[Exercise data — start]

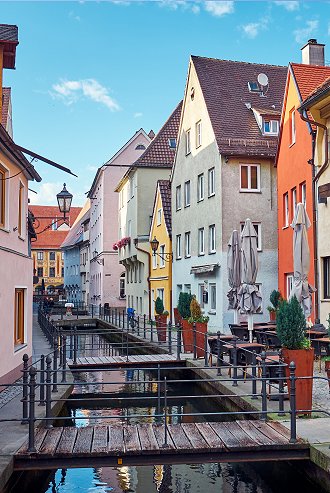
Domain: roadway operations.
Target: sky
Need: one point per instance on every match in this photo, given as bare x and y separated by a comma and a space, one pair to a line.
89, 74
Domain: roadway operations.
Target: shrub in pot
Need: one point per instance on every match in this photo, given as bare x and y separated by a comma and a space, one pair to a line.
290, 327
201, 326
161, 320
187, 327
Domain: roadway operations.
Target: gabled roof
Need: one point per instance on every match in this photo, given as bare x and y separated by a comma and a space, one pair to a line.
159, 154
224, 84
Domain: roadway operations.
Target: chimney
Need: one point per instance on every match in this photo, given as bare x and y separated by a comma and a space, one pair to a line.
313, 53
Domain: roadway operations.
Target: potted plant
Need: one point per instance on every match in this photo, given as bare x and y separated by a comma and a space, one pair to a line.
201, 326
161, 320
290, 327
187, 328
275, 299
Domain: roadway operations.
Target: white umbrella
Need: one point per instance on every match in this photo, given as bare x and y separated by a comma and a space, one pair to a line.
301, 260
250, 299
234, 271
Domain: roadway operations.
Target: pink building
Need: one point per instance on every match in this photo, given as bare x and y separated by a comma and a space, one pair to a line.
16, 228
107, 276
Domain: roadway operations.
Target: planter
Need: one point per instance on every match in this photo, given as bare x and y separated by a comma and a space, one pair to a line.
187, 336
161, 326
201, 330
304, 360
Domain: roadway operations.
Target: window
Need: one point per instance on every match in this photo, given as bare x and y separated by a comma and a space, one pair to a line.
178, 246
257, 228
303, 193
2, 197
188, 148
285, 210
250, 178
213, 297
326, 277
198, 134
289, 285
270, 127
20, 209
187, 245
211, 176
212, 243
292, 126
178, 197
162, 258
201, 242
200, 187
19, 316
187, 194
159, 217
294, 201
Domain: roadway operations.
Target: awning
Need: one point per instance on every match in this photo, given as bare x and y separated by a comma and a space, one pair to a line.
202, 269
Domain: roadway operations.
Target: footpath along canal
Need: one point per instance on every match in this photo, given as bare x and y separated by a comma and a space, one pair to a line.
132, 396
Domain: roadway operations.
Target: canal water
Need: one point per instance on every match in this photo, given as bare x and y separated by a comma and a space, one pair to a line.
132, 396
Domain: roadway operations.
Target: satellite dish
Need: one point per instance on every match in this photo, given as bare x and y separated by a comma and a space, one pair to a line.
262, 79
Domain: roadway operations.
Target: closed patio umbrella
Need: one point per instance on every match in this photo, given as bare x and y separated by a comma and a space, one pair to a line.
301, 260
250, 299
234, 271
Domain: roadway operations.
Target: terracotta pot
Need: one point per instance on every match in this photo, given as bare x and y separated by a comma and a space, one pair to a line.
161, 326
187, 336
304, 360
201, 330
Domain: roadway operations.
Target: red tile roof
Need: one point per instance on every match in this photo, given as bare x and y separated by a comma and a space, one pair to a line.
158, 153
49, 239
5, 105
225, 88
309, 77
165, 193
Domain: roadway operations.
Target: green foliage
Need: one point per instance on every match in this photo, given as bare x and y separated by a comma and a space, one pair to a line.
184, 304
159, 306
291, 324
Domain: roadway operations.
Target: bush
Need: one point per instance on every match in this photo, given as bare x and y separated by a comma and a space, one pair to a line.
159, 306
184, 304
291, 324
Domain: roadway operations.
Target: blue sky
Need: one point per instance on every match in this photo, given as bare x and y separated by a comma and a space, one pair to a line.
89, 74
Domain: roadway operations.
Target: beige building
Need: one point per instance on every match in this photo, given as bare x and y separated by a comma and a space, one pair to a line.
136, 199
318, 105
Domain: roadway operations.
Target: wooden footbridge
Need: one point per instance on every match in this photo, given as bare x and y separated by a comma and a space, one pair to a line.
117, 444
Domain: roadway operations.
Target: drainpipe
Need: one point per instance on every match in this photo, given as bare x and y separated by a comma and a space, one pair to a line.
136, 242
315, 180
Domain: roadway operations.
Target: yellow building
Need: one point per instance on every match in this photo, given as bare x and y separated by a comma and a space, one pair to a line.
161, 263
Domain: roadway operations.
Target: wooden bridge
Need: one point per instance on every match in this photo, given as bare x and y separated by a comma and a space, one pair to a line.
117, 444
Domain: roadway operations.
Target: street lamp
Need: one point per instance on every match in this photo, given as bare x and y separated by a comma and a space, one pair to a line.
167, 257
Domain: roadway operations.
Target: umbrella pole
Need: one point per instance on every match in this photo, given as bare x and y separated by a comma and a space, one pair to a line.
250, 326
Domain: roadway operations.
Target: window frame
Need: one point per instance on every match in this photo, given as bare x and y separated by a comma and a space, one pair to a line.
249, 166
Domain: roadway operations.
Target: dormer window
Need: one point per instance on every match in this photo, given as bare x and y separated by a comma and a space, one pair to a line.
270, 127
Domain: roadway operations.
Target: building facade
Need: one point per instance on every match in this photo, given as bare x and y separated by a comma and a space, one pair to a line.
107, 276
136, 199
224, 173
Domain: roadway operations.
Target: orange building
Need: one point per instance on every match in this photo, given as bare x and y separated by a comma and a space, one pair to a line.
294, 168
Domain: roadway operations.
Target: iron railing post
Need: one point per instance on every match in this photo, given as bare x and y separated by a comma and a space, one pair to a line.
25, 388
32, 396
293, 410
263, 386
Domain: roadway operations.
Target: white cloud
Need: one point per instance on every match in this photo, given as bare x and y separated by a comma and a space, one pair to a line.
289, 5
70, 91
302, 35
219, 8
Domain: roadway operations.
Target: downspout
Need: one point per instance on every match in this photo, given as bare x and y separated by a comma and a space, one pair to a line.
315, 179
136, 242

[Exercise data — finish]

▶ [Exercise]:
Pick out, from the lines above, every one that contains the string "roof".

▶ [Output of the exercise]:
Target: gabled roof
Target: red tile roof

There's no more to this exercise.